**EXERCISE**
In the records below, locate the line containing "The service SHOULD place a point on the aquatic", then extract it and all following lines exactly, ending with the last line.

**SUPPLIED MATERIAL**
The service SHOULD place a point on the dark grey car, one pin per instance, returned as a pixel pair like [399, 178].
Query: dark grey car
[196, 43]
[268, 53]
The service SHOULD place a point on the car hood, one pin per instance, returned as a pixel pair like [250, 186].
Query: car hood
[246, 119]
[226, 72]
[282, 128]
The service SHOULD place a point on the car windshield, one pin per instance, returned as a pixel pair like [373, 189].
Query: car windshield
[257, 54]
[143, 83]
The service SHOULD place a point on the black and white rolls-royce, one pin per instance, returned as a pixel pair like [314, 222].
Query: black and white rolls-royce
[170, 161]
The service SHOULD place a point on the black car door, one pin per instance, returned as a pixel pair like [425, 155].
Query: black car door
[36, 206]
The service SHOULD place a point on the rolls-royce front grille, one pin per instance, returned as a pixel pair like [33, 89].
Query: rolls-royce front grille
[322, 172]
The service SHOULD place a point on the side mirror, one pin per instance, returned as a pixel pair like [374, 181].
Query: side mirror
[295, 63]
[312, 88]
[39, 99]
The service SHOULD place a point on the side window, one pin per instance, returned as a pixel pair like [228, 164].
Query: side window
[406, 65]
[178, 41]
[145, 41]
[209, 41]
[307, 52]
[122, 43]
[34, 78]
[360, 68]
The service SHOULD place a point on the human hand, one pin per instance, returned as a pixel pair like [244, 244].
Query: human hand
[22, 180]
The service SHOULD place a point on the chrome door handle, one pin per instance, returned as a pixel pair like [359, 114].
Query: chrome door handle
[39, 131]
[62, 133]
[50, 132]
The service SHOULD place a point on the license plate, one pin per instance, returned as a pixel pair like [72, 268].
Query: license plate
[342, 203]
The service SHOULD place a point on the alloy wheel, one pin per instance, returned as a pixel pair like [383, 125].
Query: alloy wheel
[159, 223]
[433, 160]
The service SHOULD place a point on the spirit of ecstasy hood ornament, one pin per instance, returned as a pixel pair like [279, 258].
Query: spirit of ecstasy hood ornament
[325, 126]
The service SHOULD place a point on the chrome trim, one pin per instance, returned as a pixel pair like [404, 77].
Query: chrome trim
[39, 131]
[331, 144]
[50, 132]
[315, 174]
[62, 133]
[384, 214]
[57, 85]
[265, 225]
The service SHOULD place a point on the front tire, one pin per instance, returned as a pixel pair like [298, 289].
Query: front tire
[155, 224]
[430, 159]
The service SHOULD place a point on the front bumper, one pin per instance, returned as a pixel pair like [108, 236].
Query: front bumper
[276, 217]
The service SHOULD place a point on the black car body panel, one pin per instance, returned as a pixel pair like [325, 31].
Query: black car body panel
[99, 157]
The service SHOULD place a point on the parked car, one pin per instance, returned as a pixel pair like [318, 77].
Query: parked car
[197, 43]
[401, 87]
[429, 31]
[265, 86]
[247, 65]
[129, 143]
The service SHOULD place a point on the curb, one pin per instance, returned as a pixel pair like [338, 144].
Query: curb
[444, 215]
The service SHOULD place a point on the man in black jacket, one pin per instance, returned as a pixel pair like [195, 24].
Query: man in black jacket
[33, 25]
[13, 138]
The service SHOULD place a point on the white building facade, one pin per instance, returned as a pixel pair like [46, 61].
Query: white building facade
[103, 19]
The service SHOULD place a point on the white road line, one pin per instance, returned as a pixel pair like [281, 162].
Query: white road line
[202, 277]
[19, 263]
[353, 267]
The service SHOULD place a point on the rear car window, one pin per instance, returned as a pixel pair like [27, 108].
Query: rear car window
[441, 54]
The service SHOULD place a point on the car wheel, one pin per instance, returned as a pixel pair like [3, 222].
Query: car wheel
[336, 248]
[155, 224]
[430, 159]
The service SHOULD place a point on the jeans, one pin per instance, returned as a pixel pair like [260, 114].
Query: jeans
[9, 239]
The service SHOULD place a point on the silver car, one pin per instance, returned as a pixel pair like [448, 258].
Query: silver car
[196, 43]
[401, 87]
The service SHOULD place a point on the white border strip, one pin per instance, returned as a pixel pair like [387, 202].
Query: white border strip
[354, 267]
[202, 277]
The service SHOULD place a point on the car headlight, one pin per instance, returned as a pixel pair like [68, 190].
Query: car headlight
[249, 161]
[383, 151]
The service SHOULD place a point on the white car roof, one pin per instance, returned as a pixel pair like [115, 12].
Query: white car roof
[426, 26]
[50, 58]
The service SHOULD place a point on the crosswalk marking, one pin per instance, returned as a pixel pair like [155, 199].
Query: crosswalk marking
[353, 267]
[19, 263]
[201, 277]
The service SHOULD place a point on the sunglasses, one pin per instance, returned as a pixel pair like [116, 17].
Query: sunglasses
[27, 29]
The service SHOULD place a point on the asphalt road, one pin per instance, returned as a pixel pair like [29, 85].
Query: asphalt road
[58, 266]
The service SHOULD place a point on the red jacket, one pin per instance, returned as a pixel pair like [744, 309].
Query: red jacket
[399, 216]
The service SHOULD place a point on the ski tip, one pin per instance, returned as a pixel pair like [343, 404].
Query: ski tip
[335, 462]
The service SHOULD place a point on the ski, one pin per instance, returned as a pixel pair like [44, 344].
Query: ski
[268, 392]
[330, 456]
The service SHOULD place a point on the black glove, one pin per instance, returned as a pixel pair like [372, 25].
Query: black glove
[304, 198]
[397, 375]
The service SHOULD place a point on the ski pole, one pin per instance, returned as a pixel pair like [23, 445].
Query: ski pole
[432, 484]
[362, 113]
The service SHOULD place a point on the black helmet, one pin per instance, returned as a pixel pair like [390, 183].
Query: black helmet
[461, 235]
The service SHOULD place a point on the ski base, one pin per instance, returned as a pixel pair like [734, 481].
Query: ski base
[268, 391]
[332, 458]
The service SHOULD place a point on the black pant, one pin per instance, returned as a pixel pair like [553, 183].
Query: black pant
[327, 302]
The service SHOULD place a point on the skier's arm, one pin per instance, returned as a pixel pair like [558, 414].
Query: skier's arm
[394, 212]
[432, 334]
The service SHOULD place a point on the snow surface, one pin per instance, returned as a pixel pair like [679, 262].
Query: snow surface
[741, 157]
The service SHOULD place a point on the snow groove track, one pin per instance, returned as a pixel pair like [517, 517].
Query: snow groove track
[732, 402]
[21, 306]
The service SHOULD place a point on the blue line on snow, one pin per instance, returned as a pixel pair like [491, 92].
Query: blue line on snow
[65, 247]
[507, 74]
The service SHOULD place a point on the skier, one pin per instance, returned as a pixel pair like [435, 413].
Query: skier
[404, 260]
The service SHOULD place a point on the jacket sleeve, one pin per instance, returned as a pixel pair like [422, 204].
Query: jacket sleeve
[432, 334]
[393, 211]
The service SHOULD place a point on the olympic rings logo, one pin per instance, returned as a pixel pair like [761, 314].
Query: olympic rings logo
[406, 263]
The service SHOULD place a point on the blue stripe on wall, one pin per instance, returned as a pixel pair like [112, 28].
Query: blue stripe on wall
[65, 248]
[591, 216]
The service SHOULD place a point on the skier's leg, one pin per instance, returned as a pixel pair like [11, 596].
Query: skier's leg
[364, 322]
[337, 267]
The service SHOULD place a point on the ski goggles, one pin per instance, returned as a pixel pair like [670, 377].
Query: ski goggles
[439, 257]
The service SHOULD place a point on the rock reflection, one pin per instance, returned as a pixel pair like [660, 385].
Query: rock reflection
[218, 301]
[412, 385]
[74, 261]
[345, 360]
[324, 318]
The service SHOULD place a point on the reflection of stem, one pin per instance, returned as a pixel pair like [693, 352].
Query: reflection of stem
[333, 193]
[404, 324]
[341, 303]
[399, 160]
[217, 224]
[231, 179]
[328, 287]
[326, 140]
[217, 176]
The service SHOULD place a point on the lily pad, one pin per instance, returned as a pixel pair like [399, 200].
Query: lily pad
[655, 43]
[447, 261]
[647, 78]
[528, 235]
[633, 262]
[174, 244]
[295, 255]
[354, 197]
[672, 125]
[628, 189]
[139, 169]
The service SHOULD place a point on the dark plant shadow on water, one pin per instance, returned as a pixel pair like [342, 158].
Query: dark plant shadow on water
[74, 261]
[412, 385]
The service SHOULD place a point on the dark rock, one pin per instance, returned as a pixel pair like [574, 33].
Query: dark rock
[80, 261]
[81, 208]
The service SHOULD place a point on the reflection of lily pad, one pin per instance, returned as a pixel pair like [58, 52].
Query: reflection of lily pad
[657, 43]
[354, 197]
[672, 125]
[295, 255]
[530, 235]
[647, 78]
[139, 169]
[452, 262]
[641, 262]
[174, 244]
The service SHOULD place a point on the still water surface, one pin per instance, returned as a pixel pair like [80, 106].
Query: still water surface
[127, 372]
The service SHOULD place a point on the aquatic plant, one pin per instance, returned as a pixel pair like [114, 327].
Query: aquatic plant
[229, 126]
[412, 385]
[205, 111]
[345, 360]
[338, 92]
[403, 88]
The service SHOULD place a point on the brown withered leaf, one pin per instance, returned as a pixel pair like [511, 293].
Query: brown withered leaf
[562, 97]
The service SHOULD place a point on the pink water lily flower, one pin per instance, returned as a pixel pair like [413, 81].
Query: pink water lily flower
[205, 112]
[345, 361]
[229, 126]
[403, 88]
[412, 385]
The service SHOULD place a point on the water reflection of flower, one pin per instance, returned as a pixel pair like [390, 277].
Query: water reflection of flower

**WORKED ANSWER**
The service SHOULD place a point on the aquatic plant, one pin per instance, returned as a pixel pair like [114, 327].
Query: aquatic plant
[229, 126]
[412, 385]
[205, 111]
[345, 360]
[338, 92]
[403, 88]
The service SHOULD place a point on the brown withered leaf, one pin per instance, returned as a pixel pair like [511, 293].
Query: brown withered leaf
[562, 97]
The service SHOULD place a point on the pink water lily flower, one pin per instance, returned as a pixel pair like [413, 81].
Query: pink water lily flower
[205, 112]
[345, 361]
[229, 126]
[403, 88]
[412, 385]
The service SHOULD place a point on the water reflection of flower, one pin per instance, returned as a pixel pair like [390, 277].
Query: water reflection of flower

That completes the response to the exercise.